[What to work on]
All of the data below is to be returned unaltered.

[The input]
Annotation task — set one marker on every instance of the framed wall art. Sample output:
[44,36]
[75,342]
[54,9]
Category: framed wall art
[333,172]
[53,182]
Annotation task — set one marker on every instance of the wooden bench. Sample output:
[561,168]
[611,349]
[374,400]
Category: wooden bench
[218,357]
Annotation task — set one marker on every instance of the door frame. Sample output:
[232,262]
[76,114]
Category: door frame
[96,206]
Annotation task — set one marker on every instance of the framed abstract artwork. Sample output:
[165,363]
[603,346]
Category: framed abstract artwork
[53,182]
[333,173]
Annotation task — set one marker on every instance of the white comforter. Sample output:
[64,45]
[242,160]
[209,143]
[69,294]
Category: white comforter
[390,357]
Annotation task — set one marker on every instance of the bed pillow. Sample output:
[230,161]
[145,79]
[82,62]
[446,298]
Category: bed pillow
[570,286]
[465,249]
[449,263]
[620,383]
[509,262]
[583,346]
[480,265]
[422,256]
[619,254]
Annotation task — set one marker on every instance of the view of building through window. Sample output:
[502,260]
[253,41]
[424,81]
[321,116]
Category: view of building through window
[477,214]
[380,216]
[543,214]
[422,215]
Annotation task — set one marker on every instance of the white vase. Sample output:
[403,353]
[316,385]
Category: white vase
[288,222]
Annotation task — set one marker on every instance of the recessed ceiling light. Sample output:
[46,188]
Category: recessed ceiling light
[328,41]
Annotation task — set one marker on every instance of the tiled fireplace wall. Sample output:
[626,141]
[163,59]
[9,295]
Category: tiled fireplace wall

[Answer for the task]
Annotation task — set one marker on every instance of the framed wall art. Sample output:
[44,36]
[75,342]
[54,9]
Category: framed wall art
[333,172]
[53,182]
Annotation task — set one marker on every instance of the wooden bench. Sample output:
[561,168]
[611,349]
[374,400]
Category: wooden bench
[218,357]
Annotation task — set one marker on every instance of the door frame. Sample output:
[232,262]
[76,114]
Category: door frame
[96,206]
Annotation task — set one marker on every instance of the framed abstract artwork. Sample output:
[165,363]
[603,346]
Category: framed abstract artwork
[53,182]
[333,173]
Annotation task — set one marker on every instance of the white comforter. Sample output:
[64,45]
[242,160]
[209,143]
[69,294]
Category: white comforter
[390,357]
Annotation task — set one marker on every instance of the bed pillow. Sample output:
[230,161]
[145,79]
[82,62]
[446,298]
Category: bed pillow
[570,286]
[465,249]
[449,263]
[620,383]
[509,262]
[583,346]
[480,265]
[422,256]
[619,254]
Annotation task — set one marker on every instance of the view of building through window. Sample output:
[502,260]
[253,41]
[424,81]
[321,116]
Category: view of building through window
[477,214]
[380,216]
[543,214]
[422,215]
Annotation task — set one marker on every instance of the white vase. Sample output:
[403,353]
[316,385]
Category: white vase
[288,222]
Annotation task — set one marker on every instance of the recessed ceiling light. Sample output:
[46,188]
Category: recessed ceiling light
[328,41]
Annotation task — set one marker on every instance of the tiled fireplace wall. Sample output:
[626,141]
[163,59]
[9,295]
Category: tiled fireplace wall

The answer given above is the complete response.